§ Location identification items
┄┄┄┄┄┄┄┄┄┄
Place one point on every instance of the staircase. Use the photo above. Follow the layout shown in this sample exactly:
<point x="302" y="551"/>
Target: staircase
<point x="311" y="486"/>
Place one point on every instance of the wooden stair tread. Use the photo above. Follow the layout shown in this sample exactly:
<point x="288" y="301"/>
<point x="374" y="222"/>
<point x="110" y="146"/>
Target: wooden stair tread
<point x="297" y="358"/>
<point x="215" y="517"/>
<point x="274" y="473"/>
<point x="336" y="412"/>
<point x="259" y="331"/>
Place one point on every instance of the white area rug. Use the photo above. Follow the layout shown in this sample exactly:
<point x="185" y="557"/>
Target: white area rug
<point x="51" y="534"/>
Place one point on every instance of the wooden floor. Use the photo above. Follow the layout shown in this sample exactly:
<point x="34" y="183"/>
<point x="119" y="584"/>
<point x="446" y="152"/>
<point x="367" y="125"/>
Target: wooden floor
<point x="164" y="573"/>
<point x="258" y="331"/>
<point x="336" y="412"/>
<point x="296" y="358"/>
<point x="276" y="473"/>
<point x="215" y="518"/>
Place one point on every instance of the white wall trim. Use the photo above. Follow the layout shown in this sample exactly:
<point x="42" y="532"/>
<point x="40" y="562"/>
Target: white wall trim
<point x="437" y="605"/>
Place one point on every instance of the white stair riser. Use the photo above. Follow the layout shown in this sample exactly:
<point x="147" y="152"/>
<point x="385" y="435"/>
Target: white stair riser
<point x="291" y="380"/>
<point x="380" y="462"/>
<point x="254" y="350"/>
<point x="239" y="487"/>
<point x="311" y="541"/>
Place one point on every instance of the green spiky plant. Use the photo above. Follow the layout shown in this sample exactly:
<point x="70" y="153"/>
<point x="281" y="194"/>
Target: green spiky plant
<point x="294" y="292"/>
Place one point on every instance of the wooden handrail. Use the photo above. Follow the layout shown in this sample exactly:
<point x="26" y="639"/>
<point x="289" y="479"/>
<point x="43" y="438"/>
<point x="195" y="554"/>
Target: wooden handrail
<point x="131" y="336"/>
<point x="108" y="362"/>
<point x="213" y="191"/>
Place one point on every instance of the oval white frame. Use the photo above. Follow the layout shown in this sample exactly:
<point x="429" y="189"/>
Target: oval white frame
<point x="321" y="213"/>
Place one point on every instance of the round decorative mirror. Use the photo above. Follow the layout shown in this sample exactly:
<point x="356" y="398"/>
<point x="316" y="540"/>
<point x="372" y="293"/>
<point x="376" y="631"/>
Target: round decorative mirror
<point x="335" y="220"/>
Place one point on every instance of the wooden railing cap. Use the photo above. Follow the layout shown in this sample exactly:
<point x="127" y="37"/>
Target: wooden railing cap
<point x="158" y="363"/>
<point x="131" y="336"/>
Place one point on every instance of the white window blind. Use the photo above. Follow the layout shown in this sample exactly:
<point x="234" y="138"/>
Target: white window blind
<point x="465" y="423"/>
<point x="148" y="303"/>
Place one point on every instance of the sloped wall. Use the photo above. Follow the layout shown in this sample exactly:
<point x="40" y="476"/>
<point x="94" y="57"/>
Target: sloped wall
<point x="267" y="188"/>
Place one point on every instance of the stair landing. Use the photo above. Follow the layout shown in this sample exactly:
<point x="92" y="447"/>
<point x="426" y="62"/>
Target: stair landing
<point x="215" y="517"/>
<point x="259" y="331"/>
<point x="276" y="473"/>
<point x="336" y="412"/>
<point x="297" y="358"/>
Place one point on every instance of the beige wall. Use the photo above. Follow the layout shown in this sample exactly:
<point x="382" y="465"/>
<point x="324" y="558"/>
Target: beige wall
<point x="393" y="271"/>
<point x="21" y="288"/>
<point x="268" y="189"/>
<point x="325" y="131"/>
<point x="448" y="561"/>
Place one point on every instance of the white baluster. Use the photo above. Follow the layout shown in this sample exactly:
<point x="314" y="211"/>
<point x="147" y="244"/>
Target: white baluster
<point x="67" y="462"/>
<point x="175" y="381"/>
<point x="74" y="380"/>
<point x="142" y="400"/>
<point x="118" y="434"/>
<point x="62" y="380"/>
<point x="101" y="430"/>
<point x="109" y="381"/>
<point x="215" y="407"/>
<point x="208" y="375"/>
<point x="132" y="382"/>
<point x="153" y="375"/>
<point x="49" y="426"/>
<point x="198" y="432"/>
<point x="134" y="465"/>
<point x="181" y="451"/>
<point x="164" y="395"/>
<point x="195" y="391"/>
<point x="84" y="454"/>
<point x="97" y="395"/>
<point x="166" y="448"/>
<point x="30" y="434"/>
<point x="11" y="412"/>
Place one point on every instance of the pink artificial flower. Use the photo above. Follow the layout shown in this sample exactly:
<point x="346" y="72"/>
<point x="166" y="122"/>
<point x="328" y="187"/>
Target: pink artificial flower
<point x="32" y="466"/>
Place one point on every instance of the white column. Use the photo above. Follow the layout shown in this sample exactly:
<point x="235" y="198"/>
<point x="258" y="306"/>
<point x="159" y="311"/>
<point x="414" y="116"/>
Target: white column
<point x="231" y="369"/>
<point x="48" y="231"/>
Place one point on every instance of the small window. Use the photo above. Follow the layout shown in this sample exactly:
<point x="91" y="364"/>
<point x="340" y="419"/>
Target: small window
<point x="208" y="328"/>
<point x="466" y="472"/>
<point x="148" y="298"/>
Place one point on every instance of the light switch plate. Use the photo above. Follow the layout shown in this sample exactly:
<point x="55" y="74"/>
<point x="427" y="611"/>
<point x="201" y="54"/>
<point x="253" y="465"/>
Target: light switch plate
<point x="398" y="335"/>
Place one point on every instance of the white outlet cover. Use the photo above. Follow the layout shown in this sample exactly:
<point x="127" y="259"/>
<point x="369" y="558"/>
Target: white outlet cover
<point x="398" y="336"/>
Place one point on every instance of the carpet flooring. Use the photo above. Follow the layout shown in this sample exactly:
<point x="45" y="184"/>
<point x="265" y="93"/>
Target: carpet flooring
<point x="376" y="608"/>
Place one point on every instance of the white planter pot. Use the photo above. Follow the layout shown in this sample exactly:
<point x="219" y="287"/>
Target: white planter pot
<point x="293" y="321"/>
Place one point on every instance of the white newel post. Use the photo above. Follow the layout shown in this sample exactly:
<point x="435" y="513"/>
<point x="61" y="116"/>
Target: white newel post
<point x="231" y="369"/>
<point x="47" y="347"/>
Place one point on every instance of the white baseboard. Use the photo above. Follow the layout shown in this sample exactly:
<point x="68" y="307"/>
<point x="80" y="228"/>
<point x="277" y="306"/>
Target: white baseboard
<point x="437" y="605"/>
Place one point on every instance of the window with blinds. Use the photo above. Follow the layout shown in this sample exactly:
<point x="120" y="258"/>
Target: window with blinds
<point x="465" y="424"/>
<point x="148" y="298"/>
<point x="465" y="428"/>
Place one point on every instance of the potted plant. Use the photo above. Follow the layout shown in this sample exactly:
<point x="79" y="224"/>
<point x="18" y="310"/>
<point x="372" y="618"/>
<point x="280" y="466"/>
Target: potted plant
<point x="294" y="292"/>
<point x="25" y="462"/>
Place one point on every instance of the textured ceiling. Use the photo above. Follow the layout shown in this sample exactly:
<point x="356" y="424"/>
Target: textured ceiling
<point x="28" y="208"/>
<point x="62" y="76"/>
┄┄┄┄┄┄┄┄┄┄
§ What you will do
Take the entries above and transcribe them exactly.

§ Worked solution
Place one point on every instance of the staircase. Use the photo above. Follow the layout shown in this sample exactly:
<point x="302" y="551"/>
Target: staircase
<point x="311" y="486"/>
Place one point on every instance of the wooden stair tread. Use the photo above. Follow the layout shown in this sample exactly:
<point x="288" y="301"/>
<point x="374" y="222"/>
<point x="110" y="146"/>
Target: wooden stair tread
<point x="297" y="358"/>
<point x="215" y="517"/>
<point x="274" y="473"/>
<point x="336" y="412"/>
<point x="259" y="331"/>
Place one point on every instance of the white area rug. Use the photo above. Follow the layout shown in this sample exactly:
<point x="185" y="557"/>
Target: white area rug
<point x="51" y="534"/>
Place one point on every instance of the wooden floor. Use the photo above. Follow the layout shown in this sample exactly:
<point x="34" y="183"/>
<point x="119" y="584"/>
<point x="446" y="152"/>
<point x="367" y="125"/>
Target: wooden floor
<point x="164" y="573"/>
<point x="258" y="331"/>
<point x="336" y="412"/>
<point x="296" y="358"/>
<point x="276" y="473"/>
<point x="215" y="518"/>
Place one point on every instance of the white wall trim. Use the photo above. Follow the layout shown in this sample exactly:
<point x="42" y="532"/>
<point x="40" y="562"/>
Target: white wall trim
<point x="437" y="605"/>
Place one point on every instance of the white stair riser. Use the photo above. Follow the layout shown in this sample exactly:
<point x="147" y="152"/>
<point x="385" y="435"/>
Target: white stair riser
<point x="291" y="380"/>
<point x="380" y="462"/>
<point x="254" y="350"/>
<point x="239" y="487"/>
<point x="311" y="541"/>
Place one point on every instance of the green spiky plant. Use the photo above. Follow the layout shown in this sample exactly:
<point x="70" y="153"/>
<point x="281" y="194"/>
Target: green spiky plant
<point x="294" y="292"/>
Place one point on every instance of the wooden handrail. Use the photo above. Follow the layout shown in this sample exactly:
<point x="26" y="639"/>
<point x="289" y="479"/>
<point x="43" y="438"/>
<point x="195" y="554"/>
Target: wooden handrail
<point x="131" y="336"/>
<point x="108" y="362"/>
<point x="213" y="191"/>
Place one point on every instance of the oval white frame. Use the photo above. Follow the layout shown in this sample exactly:
<point x="429" y="189"/>
Target: oval white frame
<point x="321" y="213"/>
Place one point on every instance of the round decorative mirror. Use the photo above. Follow the layout shown in this sample exactly:
<point x="356" y="398"/>
<point x="316" y="540"/>
<point x="372" y="293"/>
<point x="376" y="631"/>
Target: round decorative mirror
<point x="335" y="220"/>
Place one point on every instance of the wooden railing cap. Use the photo above. Follow the layout shown in this sample exactly:
<point x="127" y="37"/>
Target: wooden railing cap
<point x="158" y="363"/>
<point x="131" y="336"/>
Place one point on every instance of the white window blind. Use the photo above. Follow the layout shown in this sample exactly:
<point x="234" y="138"/>
Target: white window blind
<point x="465" y="423"/>
<point x="148" y="303"/>
Place one point on every instance of the sloped wall. Use the photo above. Follow the layout shown in this sample exactly:
<point x="40" y="476"/>
<point x="94" y="57"/>
Target: sloped wall
<point x="267" y="188"/>
Place one point on every instance of the stair landing. Use the photo above. Follow the layout shown in this sample exactly:
<point x="92" y="447"/>
<point x="426" y="62"/>
Target: stair landing
<point x="215" y="517"/>
<point x="259" y="331"/>
<point x="276" y="473"/>
<point x="336" y="412"/>
<point x="297" y="358"/>
Place one point on every instance of the beige wall. Use the photo above. Follow the layout shown in this sample exactly:
<point x="382" y="465"/>
<point x="324" y="558"/>
Target: beige wall
<point x="393" y="271"/>
<point x="21" y="288"/>
<point x="268" y="189"/>
<point x="325" y="131"/>
<point x="448" y="561"/>
Place one point on every instance of the white baluster. Use the photo above. Follow the layout shown in this sample exactly:
<point x="314" y="211"/>
<point x="147" y="244"/>
Target: white baluster
<point x="67" y="462"/>
<point x="175" y="381"/>
<point x="74" y="380"/>
<point x="142" y="400"/>
<point x="118" y="434"/>
<point x="62" y="380"/>
<point x="101" y="430"/>
<point x="109" y="381"/>
<point x="215" y="407"/>
<point x="208" y="375"/>
<point x="132" y="382"/>
<point x="153" y="375"/>
<point x="49" y="426"/>
<point x="198" y="432"/>
<point x="134" y="465"/>
<point x="181" y="451"/>
<point x="164" y="395"/>
<point x="195" y="391"/>
<point x="84" y="454"/>
<point x="97" y="395"/>
<point x="166" y="448"/>
<point x="30" y="434"/>
<point x="11" y="412"/>
Place one point on every instance of the pink artificial flower. Use the photo above. Follow the layout shown in this sample exactly:
<point x="346" y="72"/>
<point x="166" y="122"/>
<point x="328" y="187"/>
Target: pink artificial flower
<point x="32" y="466"/>
Place one point on every instance of the white column. Use the photo above. Follow the layout shown in this sample exactly:
<point x="235" y="198"/>
<point x="258" y="306"/>
<point x="159" y="311"/>
<point x="414" y="116"/>
Target: white column
<point x="231" y="369"/>
<point x="48" y="231"/>
Place one point on every instance of the small window. Use the photo above. Follow the layout shown in this sample exactly:
<point x="91" y="364"/>
<point x="340" y="419"/>
Target: small window
<point x="208" y="328"/>
<point x="466" y="472"/>
<point x="148" y="298"/>
Place one point on every instance of the light switch plate. Use the photo above. Follow the layout shown in this sample exactly:
<point x="55" y="74"/>
<point x="427" y="611"/>
<point x="201" y="54"/>
<point x="253" y="465"/>
Target: light switch plate
<point x="398" y="335"/>
Place one point on every instance of the white outlet cover. Use the photo above. Follow the layout shown in this sample exactly:
<point x="127" y="259"/>
<point x="369" y="558"/>
Target: white outlet cover
<point x="398" y="336"/>
Place one point on every instance of the carpet flooring. Use the photo above. Follow the layout shown in this sample exactly:
<point x="45" y="184"/>
<point x="265" y="93"/>
Target: carpet flooring
<point x="376" y="608"/>
Place one point on every instance of the white planter pot. Use the photo above. Follow the layout shown in this sample exactly:
<point x="219" y="287"/>
Target: white planter pot
<point x="293" y="321"/>
Place one point on every instance of the white newel post. Use the photo above. Follow the layout shown in this sample exactly:
<point x="435" y="513"/>
<point x="61" y="116"/>
Target: white newel post
<point x="231" y="369"/>
<point x="47" y="347"/>
Place one point on every instance of the white baseboard. Use the photo above. Follow the layout shown in this sample exactly:
<point x="68" y="307"/>
<point x="80" y="228"/>
<point x="277" y="306"/>
Target: white baseboard
<point x="437" y="605"/>
Place one point on every instance of the window with blinds. Use the photo above. Follow the layout shown in this sample exactly:
<point x="120" y="258"/>
Target: window with blinds
<point x="465" y="424"/>
<point x="148" y="298"/>
<point x="465" y="428"/>
Place one point on every instance of the potted plant. Use the photo above. Follow the layout shown in this sample exactly:
<point x="79" y="224"/>
<point x="18" y="310"/>
<point x="372" y="618"/>
<point x="280" y="466"/>
Target: potted plant
<point x="294" y="292"/>
<point x="25" y="462"/>
Place one point on every instance of the textured ceiling. Use the photo above. Follow the layout shown in this sample exactly:
<point x="356" y="424"/>
Target: textured ceiling
<point x="28" y="208"/>
<point x="62" y="76"/>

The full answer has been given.